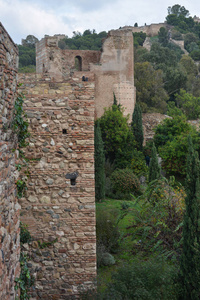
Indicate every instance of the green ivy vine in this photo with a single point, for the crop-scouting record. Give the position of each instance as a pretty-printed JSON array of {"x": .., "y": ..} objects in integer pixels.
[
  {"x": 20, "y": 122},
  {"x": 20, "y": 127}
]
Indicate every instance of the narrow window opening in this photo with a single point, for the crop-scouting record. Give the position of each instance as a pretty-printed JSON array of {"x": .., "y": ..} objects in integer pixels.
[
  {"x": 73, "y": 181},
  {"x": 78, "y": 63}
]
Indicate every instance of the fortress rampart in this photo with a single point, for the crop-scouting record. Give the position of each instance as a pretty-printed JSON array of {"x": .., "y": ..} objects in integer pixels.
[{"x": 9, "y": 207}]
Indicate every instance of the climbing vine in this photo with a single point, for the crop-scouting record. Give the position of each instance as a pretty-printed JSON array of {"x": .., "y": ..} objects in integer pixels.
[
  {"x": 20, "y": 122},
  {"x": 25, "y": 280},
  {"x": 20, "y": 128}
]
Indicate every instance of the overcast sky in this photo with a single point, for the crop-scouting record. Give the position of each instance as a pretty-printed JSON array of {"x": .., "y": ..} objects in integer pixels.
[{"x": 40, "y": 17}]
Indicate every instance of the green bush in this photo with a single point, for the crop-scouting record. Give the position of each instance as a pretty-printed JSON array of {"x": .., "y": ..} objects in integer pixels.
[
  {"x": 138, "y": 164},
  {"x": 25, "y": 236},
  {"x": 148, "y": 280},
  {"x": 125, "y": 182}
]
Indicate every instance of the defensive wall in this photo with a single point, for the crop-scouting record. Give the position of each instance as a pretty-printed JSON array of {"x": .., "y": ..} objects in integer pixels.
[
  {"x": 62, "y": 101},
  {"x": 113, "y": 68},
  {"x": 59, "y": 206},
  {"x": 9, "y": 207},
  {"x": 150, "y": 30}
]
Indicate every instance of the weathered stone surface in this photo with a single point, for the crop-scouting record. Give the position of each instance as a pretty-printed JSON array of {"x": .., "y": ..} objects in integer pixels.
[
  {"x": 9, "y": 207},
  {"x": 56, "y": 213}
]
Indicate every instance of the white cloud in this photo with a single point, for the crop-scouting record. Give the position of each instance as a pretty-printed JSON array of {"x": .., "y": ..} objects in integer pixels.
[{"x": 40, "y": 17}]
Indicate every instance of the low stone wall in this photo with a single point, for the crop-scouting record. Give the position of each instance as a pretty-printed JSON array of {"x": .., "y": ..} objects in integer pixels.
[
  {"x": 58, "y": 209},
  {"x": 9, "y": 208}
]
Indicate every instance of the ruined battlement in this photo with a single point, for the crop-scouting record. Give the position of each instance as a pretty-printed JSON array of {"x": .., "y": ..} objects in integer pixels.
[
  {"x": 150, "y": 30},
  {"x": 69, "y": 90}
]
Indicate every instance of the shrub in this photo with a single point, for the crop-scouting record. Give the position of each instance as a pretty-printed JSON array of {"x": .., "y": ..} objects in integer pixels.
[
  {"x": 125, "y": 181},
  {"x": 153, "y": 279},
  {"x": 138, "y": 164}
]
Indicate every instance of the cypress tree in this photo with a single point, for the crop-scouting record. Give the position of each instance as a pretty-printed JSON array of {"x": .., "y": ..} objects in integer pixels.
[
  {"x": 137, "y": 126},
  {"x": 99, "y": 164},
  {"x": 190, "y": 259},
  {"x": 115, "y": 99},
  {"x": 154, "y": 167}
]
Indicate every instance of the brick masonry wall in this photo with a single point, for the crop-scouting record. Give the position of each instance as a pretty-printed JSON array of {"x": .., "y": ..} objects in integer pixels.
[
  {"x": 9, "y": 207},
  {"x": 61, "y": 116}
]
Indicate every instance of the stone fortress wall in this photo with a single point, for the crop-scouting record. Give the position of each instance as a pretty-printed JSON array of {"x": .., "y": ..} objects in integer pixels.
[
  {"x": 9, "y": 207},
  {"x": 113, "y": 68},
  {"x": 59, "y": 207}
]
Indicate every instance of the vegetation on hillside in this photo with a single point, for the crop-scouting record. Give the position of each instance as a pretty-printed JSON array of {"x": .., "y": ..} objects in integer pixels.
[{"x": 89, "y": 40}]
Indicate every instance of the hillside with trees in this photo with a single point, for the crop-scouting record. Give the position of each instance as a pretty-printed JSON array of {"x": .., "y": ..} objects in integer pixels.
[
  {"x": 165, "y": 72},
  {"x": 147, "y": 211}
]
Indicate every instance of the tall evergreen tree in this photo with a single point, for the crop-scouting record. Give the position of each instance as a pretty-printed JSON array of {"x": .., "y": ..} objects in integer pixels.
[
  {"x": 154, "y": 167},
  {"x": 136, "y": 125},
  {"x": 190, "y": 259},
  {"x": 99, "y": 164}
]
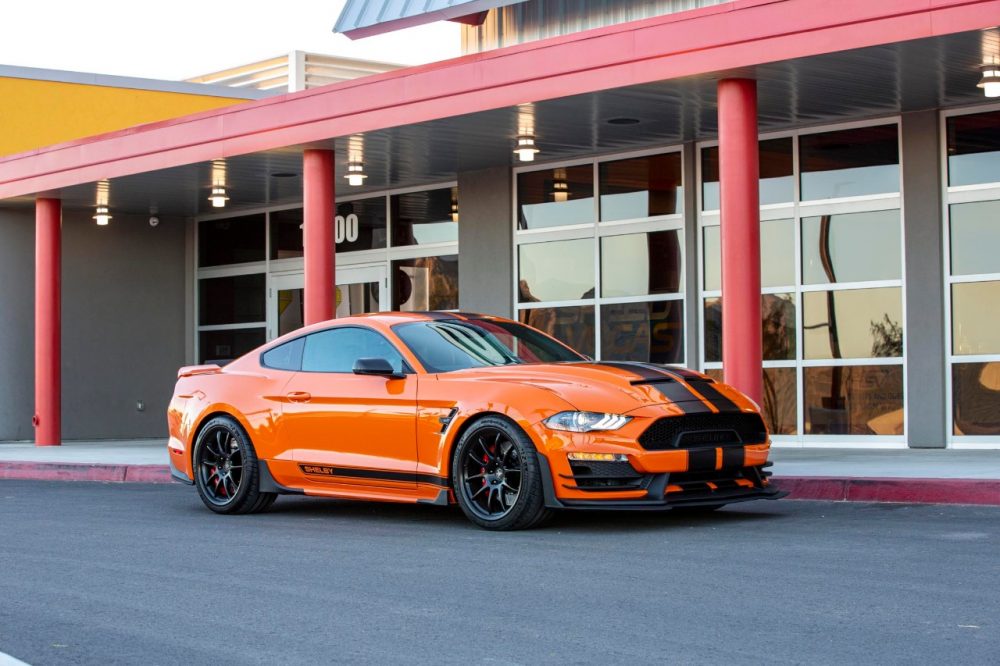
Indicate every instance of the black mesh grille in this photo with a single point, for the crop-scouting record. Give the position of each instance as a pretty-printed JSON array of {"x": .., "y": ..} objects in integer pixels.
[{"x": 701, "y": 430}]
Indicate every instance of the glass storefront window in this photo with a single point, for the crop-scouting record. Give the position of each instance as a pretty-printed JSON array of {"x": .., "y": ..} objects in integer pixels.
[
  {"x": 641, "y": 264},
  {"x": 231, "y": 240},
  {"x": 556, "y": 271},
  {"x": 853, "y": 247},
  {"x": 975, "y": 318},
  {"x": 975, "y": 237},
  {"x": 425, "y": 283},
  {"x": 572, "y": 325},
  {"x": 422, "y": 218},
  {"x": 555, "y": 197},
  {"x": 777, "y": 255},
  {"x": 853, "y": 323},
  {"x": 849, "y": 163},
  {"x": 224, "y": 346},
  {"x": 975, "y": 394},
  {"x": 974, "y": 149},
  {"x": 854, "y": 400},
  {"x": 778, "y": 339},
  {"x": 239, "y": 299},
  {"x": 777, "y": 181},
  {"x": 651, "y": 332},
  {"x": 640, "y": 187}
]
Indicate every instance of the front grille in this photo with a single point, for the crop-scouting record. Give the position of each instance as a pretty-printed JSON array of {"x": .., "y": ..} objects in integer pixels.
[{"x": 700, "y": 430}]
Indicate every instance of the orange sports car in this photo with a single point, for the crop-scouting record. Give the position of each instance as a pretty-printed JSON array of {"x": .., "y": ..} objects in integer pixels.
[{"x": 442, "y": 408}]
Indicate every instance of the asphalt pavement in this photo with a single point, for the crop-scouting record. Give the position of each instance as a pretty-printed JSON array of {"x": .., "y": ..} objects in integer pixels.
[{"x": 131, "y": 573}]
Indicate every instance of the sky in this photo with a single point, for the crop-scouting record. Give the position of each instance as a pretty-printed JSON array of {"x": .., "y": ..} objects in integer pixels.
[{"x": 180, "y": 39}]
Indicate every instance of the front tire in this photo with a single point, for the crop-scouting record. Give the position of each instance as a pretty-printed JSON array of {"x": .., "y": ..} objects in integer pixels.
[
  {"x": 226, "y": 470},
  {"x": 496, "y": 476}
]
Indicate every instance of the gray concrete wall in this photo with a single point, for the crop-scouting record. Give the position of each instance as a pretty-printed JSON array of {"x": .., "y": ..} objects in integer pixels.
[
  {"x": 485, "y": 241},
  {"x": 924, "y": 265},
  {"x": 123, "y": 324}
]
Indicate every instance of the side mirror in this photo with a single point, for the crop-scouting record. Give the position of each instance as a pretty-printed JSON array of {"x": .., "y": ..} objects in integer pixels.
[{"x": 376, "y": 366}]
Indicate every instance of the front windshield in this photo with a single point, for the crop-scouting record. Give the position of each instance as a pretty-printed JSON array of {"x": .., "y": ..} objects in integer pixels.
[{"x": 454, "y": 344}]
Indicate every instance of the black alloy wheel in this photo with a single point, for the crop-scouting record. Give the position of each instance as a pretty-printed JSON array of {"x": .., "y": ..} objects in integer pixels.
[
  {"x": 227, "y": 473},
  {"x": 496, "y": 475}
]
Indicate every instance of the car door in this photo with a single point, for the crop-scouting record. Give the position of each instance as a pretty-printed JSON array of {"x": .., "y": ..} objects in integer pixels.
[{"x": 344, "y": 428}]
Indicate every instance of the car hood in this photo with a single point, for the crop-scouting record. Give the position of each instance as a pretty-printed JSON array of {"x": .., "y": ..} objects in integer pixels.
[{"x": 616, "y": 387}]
----
Task prompt =
Output nothing but the lines from the one containing "Indicate every instance of the car door" through the last line of the data, exactly as they stand.

Output for this exercise =
Indicate every instance of the car door in this photo with a single point, for the crop-scouting record. Give the position of each instance as a pretty-printed JSON array of {"x": .., "y": ..} objects in integer pixels.
[{"x": 344, "y": 428}]
Indicate every instance of the car hood in this photo with a single point, for the crop-scouting record. Give the position of each instance as a pretty-printed JSON array of {"x": .., "y": ..} objects in integer pixels.
[{"x": 616, "y": 387}]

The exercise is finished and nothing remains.